→ **Given exercise**
Put the items below into a two-column CSV with the header columns "text" and "answer", one row per item. Place each item's text and its answer in its own quoted field, and turn any line breaks into spaces.

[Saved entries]

%%

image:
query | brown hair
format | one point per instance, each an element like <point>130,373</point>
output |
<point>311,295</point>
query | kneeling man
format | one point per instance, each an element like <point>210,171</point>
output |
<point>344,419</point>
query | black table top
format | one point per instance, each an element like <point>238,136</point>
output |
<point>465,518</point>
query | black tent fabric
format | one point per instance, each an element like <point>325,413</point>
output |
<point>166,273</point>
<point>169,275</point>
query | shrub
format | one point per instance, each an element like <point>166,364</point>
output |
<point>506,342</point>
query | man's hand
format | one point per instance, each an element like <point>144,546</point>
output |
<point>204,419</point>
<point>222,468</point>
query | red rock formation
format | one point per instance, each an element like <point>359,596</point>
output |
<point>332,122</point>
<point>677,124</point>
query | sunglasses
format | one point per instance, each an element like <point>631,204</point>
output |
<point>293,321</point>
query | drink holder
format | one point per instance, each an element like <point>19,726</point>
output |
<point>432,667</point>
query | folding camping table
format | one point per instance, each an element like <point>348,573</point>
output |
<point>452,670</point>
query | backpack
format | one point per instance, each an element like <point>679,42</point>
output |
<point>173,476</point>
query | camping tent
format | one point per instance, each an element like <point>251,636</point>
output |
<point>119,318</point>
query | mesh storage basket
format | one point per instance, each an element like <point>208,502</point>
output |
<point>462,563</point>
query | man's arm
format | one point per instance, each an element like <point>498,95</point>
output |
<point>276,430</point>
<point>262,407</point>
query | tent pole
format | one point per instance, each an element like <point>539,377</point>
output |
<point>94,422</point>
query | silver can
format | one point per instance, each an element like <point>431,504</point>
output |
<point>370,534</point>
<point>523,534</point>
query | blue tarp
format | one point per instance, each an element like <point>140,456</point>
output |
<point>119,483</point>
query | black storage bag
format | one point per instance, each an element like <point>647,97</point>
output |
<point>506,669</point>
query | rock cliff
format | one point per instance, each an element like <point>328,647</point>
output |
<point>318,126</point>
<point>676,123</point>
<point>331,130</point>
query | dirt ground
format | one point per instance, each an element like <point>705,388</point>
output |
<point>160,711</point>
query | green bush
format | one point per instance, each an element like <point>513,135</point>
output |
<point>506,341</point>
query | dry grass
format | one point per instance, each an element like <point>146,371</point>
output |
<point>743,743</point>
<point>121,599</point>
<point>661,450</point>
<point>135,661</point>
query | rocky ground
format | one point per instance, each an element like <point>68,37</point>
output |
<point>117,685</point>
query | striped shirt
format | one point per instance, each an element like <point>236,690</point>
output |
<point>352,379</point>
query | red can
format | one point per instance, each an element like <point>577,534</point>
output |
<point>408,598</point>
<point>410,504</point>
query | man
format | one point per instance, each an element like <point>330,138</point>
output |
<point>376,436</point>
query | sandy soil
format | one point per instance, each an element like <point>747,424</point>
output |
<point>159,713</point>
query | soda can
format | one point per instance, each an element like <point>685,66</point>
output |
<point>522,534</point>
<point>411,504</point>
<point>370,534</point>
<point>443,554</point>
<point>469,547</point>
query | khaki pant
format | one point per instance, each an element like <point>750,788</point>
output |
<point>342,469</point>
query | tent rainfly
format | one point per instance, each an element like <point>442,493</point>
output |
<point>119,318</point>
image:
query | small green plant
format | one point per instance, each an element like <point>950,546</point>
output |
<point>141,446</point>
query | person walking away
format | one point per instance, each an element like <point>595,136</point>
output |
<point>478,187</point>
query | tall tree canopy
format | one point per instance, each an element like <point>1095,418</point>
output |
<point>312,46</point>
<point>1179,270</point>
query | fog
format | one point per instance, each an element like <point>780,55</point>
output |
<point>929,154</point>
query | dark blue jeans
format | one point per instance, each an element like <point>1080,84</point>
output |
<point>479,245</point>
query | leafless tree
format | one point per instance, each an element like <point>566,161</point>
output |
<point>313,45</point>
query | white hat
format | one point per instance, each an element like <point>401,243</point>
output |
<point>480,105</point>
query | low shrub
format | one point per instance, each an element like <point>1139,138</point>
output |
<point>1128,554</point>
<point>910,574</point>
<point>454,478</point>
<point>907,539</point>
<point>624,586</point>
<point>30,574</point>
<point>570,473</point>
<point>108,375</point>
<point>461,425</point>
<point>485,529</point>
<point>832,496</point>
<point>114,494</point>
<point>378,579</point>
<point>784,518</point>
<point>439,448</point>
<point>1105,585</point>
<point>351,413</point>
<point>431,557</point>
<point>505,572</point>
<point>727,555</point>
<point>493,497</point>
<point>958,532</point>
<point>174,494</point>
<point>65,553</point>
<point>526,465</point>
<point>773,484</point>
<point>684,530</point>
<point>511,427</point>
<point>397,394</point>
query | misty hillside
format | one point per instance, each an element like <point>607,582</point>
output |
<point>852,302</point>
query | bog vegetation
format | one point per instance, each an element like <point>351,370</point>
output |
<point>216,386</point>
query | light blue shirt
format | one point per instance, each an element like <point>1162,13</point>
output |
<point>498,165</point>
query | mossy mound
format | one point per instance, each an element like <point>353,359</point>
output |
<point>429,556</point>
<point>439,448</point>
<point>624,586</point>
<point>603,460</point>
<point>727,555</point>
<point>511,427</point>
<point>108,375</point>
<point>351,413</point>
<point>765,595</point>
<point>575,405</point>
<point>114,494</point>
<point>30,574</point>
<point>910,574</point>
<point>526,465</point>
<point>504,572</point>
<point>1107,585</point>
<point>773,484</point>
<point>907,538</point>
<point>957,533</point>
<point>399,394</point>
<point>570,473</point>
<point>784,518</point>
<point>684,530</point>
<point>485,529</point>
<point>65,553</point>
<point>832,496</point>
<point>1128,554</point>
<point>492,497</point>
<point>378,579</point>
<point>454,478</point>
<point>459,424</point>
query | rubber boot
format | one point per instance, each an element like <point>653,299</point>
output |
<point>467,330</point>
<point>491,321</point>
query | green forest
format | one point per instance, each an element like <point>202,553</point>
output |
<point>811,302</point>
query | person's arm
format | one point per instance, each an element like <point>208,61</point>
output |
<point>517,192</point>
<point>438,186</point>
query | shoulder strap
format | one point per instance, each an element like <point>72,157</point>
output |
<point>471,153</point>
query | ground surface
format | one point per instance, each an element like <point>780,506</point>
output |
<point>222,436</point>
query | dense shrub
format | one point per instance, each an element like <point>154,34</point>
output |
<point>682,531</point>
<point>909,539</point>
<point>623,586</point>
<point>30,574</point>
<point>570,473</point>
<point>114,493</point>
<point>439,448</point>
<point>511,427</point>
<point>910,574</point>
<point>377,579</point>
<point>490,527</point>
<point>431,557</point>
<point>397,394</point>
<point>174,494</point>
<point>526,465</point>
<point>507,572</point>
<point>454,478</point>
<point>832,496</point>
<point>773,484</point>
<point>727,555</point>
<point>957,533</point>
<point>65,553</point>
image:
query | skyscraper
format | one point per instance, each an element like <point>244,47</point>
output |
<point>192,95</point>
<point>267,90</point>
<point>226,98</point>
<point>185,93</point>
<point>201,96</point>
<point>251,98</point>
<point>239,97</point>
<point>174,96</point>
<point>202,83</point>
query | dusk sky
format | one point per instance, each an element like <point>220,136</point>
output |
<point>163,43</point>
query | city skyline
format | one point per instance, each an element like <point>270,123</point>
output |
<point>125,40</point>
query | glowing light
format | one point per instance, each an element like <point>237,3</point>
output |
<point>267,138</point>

%%

→ **Complete answer**
text,answer
"image: query | brown hair format | one point per instance, each an element like <point>130,373</point> output |","<point>311,295</point>"
"query | kneeling man format | one point per instance, each an element like <point>210,171</point> output |","<point>344,419</point>"
"query | black table top format | one point per instance, each an element like <point>238,136</point> output |","<point>465,518</point>"
"query | black tent fabric format | one point per instance, each an element like <point>325,413</point> output |","<point>166,273</point> <point>169,275</point>"
"query | shrub format | one point per instance, each an element like <point>166,364</point> output |","<point>506,342</point>"
"query | man's hand format | one point per instance, each an element like <point>144,546</point> output |","<point>204,419</point> <point>222,468</point>"
"query | red rock formation format | one point per instance, each an element like <point>359,596</point> output |","<point>332,122</point> <point>677,124</point>"
"query | sunglasses format | one point per instance, each an element like <point>631,204</point> output |","<point>293,321</point>"
"query | drink holder format | one point per instance, each an element like <point>19,726</point> output |","<point>432,667</point>"
"query | folding camping table format | one point per instance, each an element like <point>348,573</point> output |","<point>452,670</point>"
"query | backpack format | one point per instance, each an element like <point>679,42</point> output |","<point>173,476</point>"
"query | camping tent format | one point per instance, each an element like <point>251,636</point> output |","<point>119,318</point>"
"query | mesh storage basket format | one point per instance, each an element like <point>208,502</point> output |","<point>462,563</point>"
"query | man's arm format | one point per instance, each an element like <point>498,95</point> output |","<point>276,430</point> <point>262,407</point>"
"query | tent pole format | one point per instance, each an element like <point>539,377</point> output |","<point>94,422</point>"
"query | silver can format | one point per instance, each an element like <point>431,504</point> output |","<point>370,534</point> <point>523,534</point>"
"query | blue tarp format | one point per instance, each an element like <point>140,456</point> output |","<point>119,483</point>"
"query | black storage bag format | one point per instance, each an element like <point>647,97</point> output |","<point>506,669</point>"
"query | rock cliff format | one point per instance, each an element like <point>328,647</point> output |","<point>318,126</point> <point>676,123</point> <point>331,130</point>"
"query | dirt ground format | one point per instance, each an element like <point>705,388</point> output |","<point>160,711</point>"
"query | green bush format | one point per instance, each an element like <point>513,135</point> output |","<point>506,341</point>"
"query | dry grass format | one point per instance, each an element like <point>146,371</point> output |","<point>743,743</point> <point>121,599</point> <point>661,450</point> <point>135,661</point>"
"query | rocky ground format | one point per instance, each an element like <point>68,37</point> output |","<point>117,685</point>"
"query | striped shirt format | one point per instance, each an element like <point>236,690</point> output |","<point>352,379</point>"
"query | red can format | one point per instance, each an element like <point>577,534</point> output |","<point>408,598</point> <point>410,504</point>"
"query | man format | one point per instance, each an element like <point>330,138</point> output |","<point>376,436</point>"
"query | sandy soil format | one point per instance, each an element like <point>747,424</point> output |","<point>159,713</point>"
"query | soda can format | one point per instance, each an element like <point>685,66</point> output |","<point>522,534</point> <point>411,504</point> <point>370,534</point> <point>443,554</point> <point>469,547</point>"
"query | khaki pant format | one point per instance, each an element like <point>750,788</point> output |","<point>342,469</point>"
"query | tent rainfly format | one point per instance, each an element like <point>442,493</point> output |","<point>119,318</point>"
"image: query | small green plant format | one point per instance, each an element like <point>950,546</point> output |","<point>141,446</point>"
"query | person walking away format | one point per instance, each an element like <point>595,136</point> output |","<point>478,187</point>"
"query | tall tree canopy format | one point per instance, each an element like <point>1095,418</point> output |","<point>312,46</point> <point>1179,270</point>"
"query | fog format | one point per instance, each an element like <point>780,55</point> output |","<point>929,154</point>"
"query | dark blue jeans format | one point per instance, each an element like <point>1080,84</point> output |","<point>479,245</point>"
"query | leafless tree format | one point per instance, each an element like <point>566,161</point> output |","<point>313,45</point>"
"query | white hat format | one point per instance, each an element like <point>401,243</point> output |","<point>480,105</point>"
"query | low shrub format | one point per instance, each an element like <point>1139,138</point> output |","<point>1128,554</point> <point>910,574</point> <point>454,478</point> <point>907,539</point> <point>624,586</point> <point>30,574</point> <point>570,473</point> <point>108,375</point> <point>461,425</point> <point>485,529</point> <point>832,496</point> <point>114,494</point> <point>378,579</point> <point>784,518</point> <point>439,448</point> <point>1105,585</point> <point>351,413</point> <point>431,557</point> <point>505,572</point> <point>727,555</point> <point>493,497</point> <point>958,532</point> <point>174,494</point> <point>65,553</point> <point>526,465</point> <point>773,484</point> <point>684,530</point> <point>511,427</point> <point>397,394</point>"
"query | misty hillside format | one point per instance, each an element like <point>607,582</point> output |","<point>852,302</point>"
"query | bog vegetation format | one point per instance, each an element like <point>351,370</point> output |","<point>216,386</point>"
"query | light blue shirt format | one point per instance, each an element like <point>1162,13</point> output |","<point>498,165</point>"
"query | mossy mound format | one point per instance, each an element like <point>353,359</point> output |","<point>429,556</point> <point>439,448</point> <point>624,586</point> <point>603,460</point> <point>727,555</point> <point>511,427</point> <point>108,375</point> <point>351,413</point> <point>765,595</point> <point>575,405</point> <point>114,494</point> <point>30,574</point> <point>910,574</point> <point>526,465</point> <point>504,572</point> <point>1107,585</point> <point>773,484</point> <point>907,538</point> <point>957,533</point> <point>399,394</point> <point>570,473</point> <point>784,518</point> <point>684,530</point> <point>485,529</point> <point>65,553</point> <point>832,496</point> <point>1128,554</point> <point>492,497</point> <point>378,579</point> <point>454,478</point> <point>459,424</point>"
"query | rubber boot format | one point per instance, each an element like <point>653,299</point> output |","<point>467,330</point> <point>491,321</point>"
"query | green forest format | one point per instance, each an element like <point>202,553</point> output |","<point>811,302</point>"
"query | person's arm format | one point per instance, each an element like <point>208,61</point> output |","<point>517,192</point> <point>438,186</point>"
"query | shoulder strap format | one point per instance, each an element like <point>72,157</point> output |","<point>471,153</point>"
"query | ground surface format | one point per instance, each an element like <point>780,506</point> output |","<point>222,436</point>"
"query | dense shrub format | one point per instance, each an element like <point>154,34</point> output |","<point>682,531</point> <point>909,539</point> <point>623,586</point> <point>30,574</point> <point>570,473</point> <point>114,493</point> <point>439,448</point> <point>511,427</point> <point>910,574</point> <point>377,579</point> <point>490,527</point> <point>431,557</point> <point>397,394</point> <point>174,494</point> <point>526,465</point> <point>507,572</point> <point>454,478</point> <point>832,496</point> <point>773,484</point> <point>727,555</point> <point>957,533</point> <point>65,553</point>"
"image: query | skyscraper format | one point per instance, each an element like <point>244,47</point> output |","<point>192,95</point> <point>267,90</point> <point>226,98</point> <point>185,93</point> <point>201,96</point> <point>251,98</point> <point>239,97</point> <point>174,96</point> <point>202,83</point>"
"query | dusk sky format | one point per instance, each an element like <point>220,136</point> output |","<point>163,43</point>"
"query | city skyline format | one point per instance, each an element like <point>270,123</point> output |","<point>125,40</point>"
"query | glowing light format | one point per instance, each an element like <point>237,3</point> output |","<point>267,138</point>"